◆ **Problem to work on**:
Express every line of the entries that follow as a JSON list of strings, one string per line, leaving out any blank lines.

++++++

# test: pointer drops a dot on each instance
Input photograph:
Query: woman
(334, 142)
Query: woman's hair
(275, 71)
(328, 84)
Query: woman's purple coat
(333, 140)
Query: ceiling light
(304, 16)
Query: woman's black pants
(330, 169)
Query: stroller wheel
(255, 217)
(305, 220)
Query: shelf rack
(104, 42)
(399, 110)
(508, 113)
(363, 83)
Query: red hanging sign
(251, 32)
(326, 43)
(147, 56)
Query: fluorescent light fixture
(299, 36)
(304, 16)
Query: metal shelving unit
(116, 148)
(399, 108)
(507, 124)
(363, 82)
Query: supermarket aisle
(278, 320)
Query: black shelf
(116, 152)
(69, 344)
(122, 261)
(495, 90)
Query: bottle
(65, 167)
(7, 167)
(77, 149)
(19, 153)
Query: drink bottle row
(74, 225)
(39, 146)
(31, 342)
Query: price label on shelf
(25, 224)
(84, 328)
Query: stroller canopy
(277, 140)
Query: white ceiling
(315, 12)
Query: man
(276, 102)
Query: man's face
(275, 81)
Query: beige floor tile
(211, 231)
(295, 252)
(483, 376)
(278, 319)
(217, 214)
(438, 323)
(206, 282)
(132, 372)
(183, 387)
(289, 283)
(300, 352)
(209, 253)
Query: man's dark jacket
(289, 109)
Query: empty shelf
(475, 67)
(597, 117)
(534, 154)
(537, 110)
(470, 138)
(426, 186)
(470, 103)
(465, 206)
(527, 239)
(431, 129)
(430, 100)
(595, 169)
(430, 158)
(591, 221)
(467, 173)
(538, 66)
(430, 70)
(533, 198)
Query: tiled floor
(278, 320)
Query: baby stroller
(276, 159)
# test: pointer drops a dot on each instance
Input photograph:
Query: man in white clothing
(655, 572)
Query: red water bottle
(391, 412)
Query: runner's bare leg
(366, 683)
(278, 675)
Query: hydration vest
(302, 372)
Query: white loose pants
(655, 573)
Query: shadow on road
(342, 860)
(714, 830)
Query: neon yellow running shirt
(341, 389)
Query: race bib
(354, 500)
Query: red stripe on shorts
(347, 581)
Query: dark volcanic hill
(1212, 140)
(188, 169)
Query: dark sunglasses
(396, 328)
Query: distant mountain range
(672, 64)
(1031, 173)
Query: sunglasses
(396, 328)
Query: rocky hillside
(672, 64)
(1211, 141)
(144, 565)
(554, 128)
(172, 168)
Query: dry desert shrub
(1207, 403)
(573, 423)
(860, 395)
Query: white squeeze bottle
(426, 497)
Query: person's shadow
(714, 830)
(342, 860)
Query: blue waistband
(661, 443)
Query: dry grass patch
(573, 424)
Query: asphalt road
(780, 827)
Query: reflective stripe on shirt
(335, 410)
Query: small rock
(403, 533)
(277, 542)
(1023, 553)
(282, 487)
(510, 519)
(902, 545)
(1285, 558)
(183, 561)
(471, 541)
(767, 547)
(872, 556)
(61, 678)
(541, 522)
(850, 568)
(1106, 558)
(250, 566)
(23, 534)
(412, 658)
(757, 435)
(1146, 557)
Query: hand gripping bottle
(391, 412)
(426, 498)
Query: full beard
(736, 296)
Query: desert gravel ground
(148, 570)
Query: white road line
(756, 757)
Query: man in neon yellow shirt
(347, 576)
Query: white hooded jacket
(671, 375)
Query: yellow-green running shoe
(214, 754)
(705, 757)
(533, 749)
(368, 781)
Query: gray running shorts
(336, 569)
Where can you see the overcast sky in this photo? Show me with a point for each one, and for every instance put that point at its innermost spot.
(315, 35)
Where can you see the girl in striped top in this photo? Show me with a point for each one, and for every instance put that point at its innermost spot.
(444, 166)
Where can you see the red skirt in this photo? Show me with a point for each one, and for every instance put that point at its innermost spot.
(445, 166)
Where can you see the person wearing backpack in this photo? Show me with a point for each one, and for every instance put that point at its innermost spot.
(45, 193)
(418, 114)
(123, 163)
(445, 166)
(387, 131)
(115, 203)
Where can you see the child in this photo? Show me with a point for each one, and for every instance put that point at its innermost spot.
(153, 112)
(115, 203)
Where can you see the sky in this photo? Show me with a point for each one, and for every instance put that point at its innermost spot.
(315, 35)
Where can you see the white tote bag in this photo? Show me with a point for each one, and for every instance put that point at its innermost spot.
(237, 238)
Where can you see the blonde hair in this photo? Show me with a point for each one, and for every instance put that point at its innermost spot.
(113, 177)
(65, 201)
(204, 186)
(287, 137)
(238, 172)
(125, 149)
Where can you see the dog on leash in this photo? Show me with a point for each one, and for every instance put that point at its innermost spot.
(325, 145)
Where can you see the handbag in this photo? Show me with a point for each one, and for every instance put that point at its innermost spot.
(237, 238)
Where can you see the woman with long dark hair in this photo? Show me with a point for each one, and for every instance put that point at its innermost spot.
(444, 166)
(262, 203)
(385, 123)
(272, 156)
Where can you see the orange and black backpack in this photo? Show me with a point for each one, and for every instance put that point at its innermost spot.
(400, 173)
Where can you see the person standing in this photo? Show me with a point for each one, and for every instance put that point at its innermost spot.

++++++

◆ **Solution**:
[
  "# test: pointer drops a dot on each instance",
  "Input photograph:",
  "Query: woman",
  "(334, 142)",
  "Query: woman's hair",
  "(275, 71)",
  "(328, 84)",
  "Query: woman's purple coat",
  "(333, 140)",
  "Query: ceiling light",
  "(304, 16)",
  "Query: woman's black pants",
  "(330, 169)",
  "Query: stroller wheel",
  "(255, 217)",
  "(305, 220)",
  "Query: shelf rack",
  "(104, 42)",
  "(399, 110)",
  "(508, 113)",
  "(363, 83)",
  "Query: red hanging sign",
  "(251, 32)",
  "(326, 43)",
  "(147, 56)",
  "Query: fluorescent light fixture",
  "(299, 36)",
  "(304, 16)",
  "Query: metal shelving unit",
  "(116, 148)",
  "(399, 108)",
  "(507, 124)",
  "(363, 82)",
  "Query: supermarket aisle",
  "(278, 320)",
  "Query: black shelf",
  "(116, 152)",
  "(69, 344)",
  "(122, 261)",
  "(495, 90)",
  "Query: bottle",
  "(65, 167)",
  "(7, 167)",
  "(77, 149)",
  "(19, 153)",
  "Query: drink bottle row",
  "(74, 225)",
  "(39, 146)",
  "(31, 342)",
  "Query: price label on shelf",
  "(25, 224)",
  "(84, 328)",
  "Query: stroller canopy",
  "(277, 140)",
  "Query: white ceiling",
  "(315, 12)",
  "Query: man",
  "(276, 102)",
  "Query: man's face",
  "(275, 81)",
  "Query: beige floor tile",
  "(211, 231)",
  "(295, 252)",
  "(483, 376)",
  "(278, 319)",
  "(217, 214)",
  "(438, 323)",
  "(206, 282)",
  "(132, 372)",
  "(183, 387)",
  "(289, 283)",
  "(300, 352)",
  "(209, 253)",
  "Query: man's dark jacket",
  "(289, 109)",
  "Query: empty shelf",
  "(475, 67)",
  "(597, 117)",
  "(534, 154)",
  "(537, 110)",
  "(470, 138)",
  "(426, 186)",
  "(470, 103)",
  "(465, 206)",
  "(527, 239)",
  "(431, 129)",
  "(430, 100)",
  "(595, 169)",
  "(430, 158)",
  "(591, 221)",
  "(467, 173)",
  "(538, 66)",
  "(430, 70)",
  "(533, 198)",
  "Query: tiled floor",
  "(278, 320)",
  "Query: baby stroller",
  "(276, 159)",
  "# test: pointer drops a dot on each instance",
  "Input photograph:",
  "Query: man in white clothing",
  "(655, 572)",
  "Query: red water bottle",
  "(391, 412)",
  "Query: runner's bare leg",
  "(366, 683)",
  "(278, 675)",
  "Query: hydration vest",
  "(302, 372)",
  "Query: white loose pants",
  "(655, 573)",
  "Query: shadow on road",
  "(342, 860)",
  "(714, 830)",
  "Query: neon yellow running shirt",
  "(341, 389)",
  "Query: race bib",
  "(354, 500)",
  "Query: red stripe on shorts",
  "(347, 581)",
  "Query: dark volcanic hill",
  "(1212, 140)",
  "(188, 169)",
  "Query: dark sunglasses",
  "(396, 328)",
  "Query: distant mountain range",
  "(672, 64)",
  "(1031, 173)",
  "Query: sunglasses",
  "(396, 328)",
  "Query: rocky hillside",
  "(672, 64)",
  "(1211, 141)",
  "(144, 565)",
  "(554, 128)",
  "(172, 168)",
  "Query: dry desert shrub",
  "(1207, 403)",
  "(573, 423)",
  "(860, 395)",
  "Query: white squeeze bottle",
  "(426, 497)",
  "Query: person's shadow",
  "(714, 830)",
  "(342, 860)",
  "Query: blue waistband",
  "(661, 443)",
  "Query: dry grass patch",
  "(573, 424)",
  "Query: asphalt road",
  "(780, 827)",
  "Query: reflective stripe on shirt",
  "(335, 410)",
  "Query: small rock",
  "(403, 533)",
  "(277, 542)",
  "(1023, 553)",
  "(282, 487)",
  "(510, 519)",
  "(902, 545)",
  "(1285, 558)",
  "(183, 561)",
  "(471, 541)",
  "(767, 547)",
  "(872, 556)",
  "(61, 678)",
  "(541, 522)",
  "(850, 568)",
  "(1106, 558)",
  "(250, 566)",
  "(23, 534)",
  "(412, 658)",
  "(757, 435)",
  "(1146, 557)",
  "Query: hand gripping bottle",
  "(391, 412)",
  "(426, 498)",
  "Query: full beard",
  "(736, 296)",
  "Query: desert gravel ground",
  "(148, 570)",
  "Query: white road line",
  "(756, 757)",
  "Query: man in neon yellow shirt",
  "(347, 576)",
  "Query: white hooded jacket",
  "(671, 375)",
  "Query: yellow-green running shoe",
  "(214, 754)",
  "(705, 757)",
  "(533, 749)",
  "(368, 781)",
  "Query: gray running shorts",
  "(336, 569)",
  "Where can you see the overcast sky in this photo? Show me with a point for each one, and for every instance put that point at its innermost spot.",
  "(315, 35)",
  "Where can you see the girl in striped top in this photo? Show me with a point for each one, and for every instance put that point at its innermost spot.",
  "(444, 166)",
  "Where can you see the red skirt in this photo? Show me with a point for each one, and for every instance put that point at its innermost spot.",
  "(445, 166)",
  "Where can you see the person wearing backpack in this photo? Show me with a point for each one, and for every instance put that point at its innermost spot.",
  "(45, 193)",
  "(418, 114)",
  "(123, 163)",
  "(445, 166)",
  "(387, 131)",
  "(115, 203)",
  "Where can you see the child in this photo? Show me with a point for each one, and for every instance put that point at its innermost spot.",
  "(153, 112)",
  "(115, 203)",
  "Where can you see the sky in this photo? Show me with a point for each one, and for every instance put that point at its innermost spot.",
  "(315, 35)",
  "Where can you see the white tote bag in this photo? Show me with a point for each one, and for every instance put that point at its innermost spot.",
  "(237, 238)",
  "Where can you see the blonde hair in this photo? Show me with a point for each one, and for every instance put that point at its innermost spot.",
  "(113, 177)",
  "(65, 201)",
  "(204, 186)",
  "(287, 137)",
  "(238, 172)",
  "(125, 149)",
  "Where can you see the dog on leash in this photo? Show me with a point for each one, and for every instance put that point at its innermost spot.",
  "(325, 145)",
  "Where can you see the handbag in this photo? Show me with a point for each one, and for every instance put that point at its innermost spot.",
  "(237, 238)",
  "Where can you see the woman with long dark hair in this photo? Show me with a point for each one, and for every instance put that point at its innermost spot.",
  "(444, 166)",
  "(262, 203)",
  "(385, 123)",
  "(272, 156)",
  "Where can you see the orange and black backpack in this photo? Show me with a point for each one, and for every instance put that point at its innermost spot.",
  "(400, 173)",
  "Where can you see the person standing in this photo? Show me with a point for each one, and for every instance put that point at its innermost spot."
]